▶ **Description of the task**: Could you output each line of the data that follows exactly?
■ ■ ■ ■
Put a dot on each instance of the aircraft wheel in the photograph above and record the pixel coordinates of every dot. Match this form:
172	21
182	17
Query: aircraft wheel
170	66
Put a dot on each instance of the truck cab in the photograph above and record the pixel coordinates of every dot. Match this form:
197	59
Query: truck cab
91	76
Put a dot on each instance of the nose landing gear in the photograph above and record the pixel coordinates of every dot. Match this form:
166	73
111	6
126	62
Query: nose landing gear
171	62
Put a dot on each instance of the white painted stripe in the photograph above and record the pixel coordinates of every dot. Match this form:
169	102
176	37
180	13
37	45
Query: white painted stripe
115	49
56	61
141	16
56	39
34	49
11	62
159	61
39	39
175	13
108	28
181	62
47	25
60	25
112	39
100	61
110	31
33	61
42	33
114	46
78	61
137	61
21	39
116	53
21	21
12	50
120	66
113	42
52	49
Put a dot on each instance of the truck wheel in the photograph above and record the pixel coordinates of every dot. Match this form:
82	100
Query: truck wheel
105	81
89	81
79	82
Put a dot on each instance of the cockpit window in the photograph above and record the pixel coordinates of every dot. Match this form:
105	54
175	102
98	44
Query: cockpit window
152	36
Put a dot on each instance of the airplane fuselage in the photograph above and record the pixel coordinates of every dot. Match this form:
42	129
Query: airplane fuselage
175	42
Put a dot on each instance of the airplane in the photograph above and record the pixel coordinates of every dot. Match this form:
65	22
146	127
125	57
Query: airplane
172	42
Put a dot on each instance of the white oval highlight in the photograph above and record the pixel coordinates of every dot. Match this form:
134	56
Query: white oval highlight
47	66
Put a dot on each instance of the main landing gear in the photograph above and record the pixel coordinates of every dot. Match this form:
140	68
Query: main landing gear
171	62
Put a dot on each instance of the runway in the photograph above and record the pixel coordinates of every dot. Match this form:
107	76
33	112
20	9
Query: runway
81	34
■ ■ ■ ■
▶ **Solution for this task**:
Put a dot on each instance of the aircraft wheel in the photograph above and record the pixel coordinates of every dot. Match this form:
172	21
182	17
Query: aircraft wheel
170	66
Put a dot on each instance of the truck cab in the photograph above and record the pixel coordinates of every dot. Match this form:
197	59
Query: truck cab
91	76
Put a dot on each instance of the nose landing gear in the photograph above and record the pixel coordinates of every dot. Match this form:
166	73
111	6
126	62
Query: nose landing gear
171	62
Put a dot on each instance of the white painted stripe in the photograph above and record the pixel coordinates of every dot. Match this form:
169	102
176	37
180	13
37	45
Query: white painted stripe
115	49
56	61
141	16
56	39
34	49
11	62
159	61
39	39
175	13
108	28
181	62
47	25
60	25
112	39
100	61
110	31
33	61
42	33
114	46
78	61
137	61
21	39
116	53
21	21
12	50
120	66
113	42
52	49
Put a dot on each instance of the truck wheel in the photograph above and record the pixel coordinates of every dot. Match this form:
82	100
Query: truck wheel
105	81
89	81
79	82
Put a dot on each instance of the cockpit window in the photograph above and record the pixel coordinates of every dot. Match this form:
105	54
175	102
98	44
Query: cockpit window
152	36
Put a dot on each instance of the airplane fuselage in the photograph above and record the pixel coordinates of every dot. Match this form:
42	129
Query: airplane fuselage
175	42
Put a dot on each instance of the airplane in the photograph above and record the pixel coordinates of every dot. Match this form:
65	22
146	127
125	57
Query: airplane
172	42
Put a dot on each instance of the white oval highlight in the photograph above and record the pixel coordinates of every dot. Match this form:
134	56
Query: white oval highlight
47	66
Put a dot on each instance of the main landing gear in the photograph above and record the pixel coordinates of every dot. Match this form:
140	68
Query: main landing gear
171	62
Put a dot on each instance of the runway in the photograph above and record the pixel coordinates of every dot. Match this form:
107	76
33	112
20	9
Query: runway
81	34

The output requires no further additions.